WHAT YOU SHOULD DO >>
From the introduction about the artists' library below, list the writers whose studies on the Marquis de Sade's work appear in the "essential bibliography" of Pasolini's Salò.

SELECTED EXCERPT >>
○ ○ ○ ○
452ºF #19


The Artists' Library: Uses of Literary Thought in Film and Visual Arts (1975-2015)


1. Pasolini’s library-laboratory and the origins of the project.


This monographic issue is framed by the research being carried out by the group GLiCiArt. Grup de Recerca sobre Literatura, Cinema i Altres Llenguatges Artístics at the Universitat de Barcelona, on the uses of literary theory in contemporary artistic creation and the circulation of its critical paradigms (http://www.ub.edu/gliciart/).


Our starting point, as indicted in the Call for Papers for this issue, was Pier Paolo Pasolini’s inclusion of an “essential bibliography” in the opening credits of his film Salò (1975), which does not include the The 120 Days of Sodom, or the School of Licentiousness (1785) by the Marquis de Sade, but rather Pierre Klossowski’s (1847), Maurice Blanchot’s (1949), Simone de Beauvoir’s (1955), Philippe Sollers’ (1968) and Roland Barthes’ (1971) studies on the work of the Marquis which the filmmaker incorporated, in a fragmented and self-interested way, in his cinematographic project, primarily in the formal and aesthetic planes.
○ ○ ○ ○
EXTRACTED MATERIAL >>
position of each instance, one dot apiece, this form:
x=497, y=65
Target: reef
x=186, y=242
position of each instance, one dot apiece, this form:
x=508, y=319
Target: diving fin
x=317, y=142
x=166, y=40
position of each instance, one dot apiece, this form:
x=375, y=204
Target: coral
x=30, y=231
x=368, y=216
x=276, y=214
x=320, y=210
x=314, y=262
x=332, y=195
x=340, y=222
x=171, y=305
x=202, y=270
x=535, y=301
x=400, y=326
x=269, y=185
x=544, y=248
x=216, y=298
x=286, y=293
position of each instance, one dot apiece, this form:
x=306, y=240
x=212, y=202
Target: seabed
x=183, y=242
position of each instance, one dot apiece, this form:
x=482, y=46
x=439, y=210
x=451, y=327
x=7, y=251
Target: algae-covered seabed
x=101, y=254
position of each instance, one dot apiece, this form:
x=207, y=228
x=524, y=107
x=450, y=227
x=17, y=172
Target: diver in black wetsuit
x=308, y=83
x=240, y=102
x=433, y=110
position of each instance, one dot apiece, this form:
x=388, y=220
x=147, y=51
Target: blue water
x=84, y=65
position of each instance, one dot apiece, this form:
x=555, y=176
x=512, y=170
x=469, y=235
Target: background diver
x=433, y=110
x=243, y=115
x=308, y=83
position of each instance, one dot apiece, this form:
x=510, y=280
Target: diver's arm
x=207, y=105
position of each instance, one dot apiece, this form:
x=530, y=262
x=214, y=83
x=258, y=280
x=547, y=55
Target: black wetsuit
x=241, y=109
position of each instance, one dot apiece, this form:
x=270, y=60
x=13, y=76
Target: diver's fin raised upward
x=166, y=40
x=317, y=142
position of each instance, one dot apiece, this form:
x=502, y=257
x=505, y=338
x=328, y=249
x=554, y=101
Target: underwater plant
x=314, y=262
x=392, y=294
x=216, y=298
○ ○ ○ ○
SOLUTION TO THIS TASK >>
Pierre Klossowski
Maurice Blanchot
Simone de Beauvoir
Philippe Sollers
Roland Barthes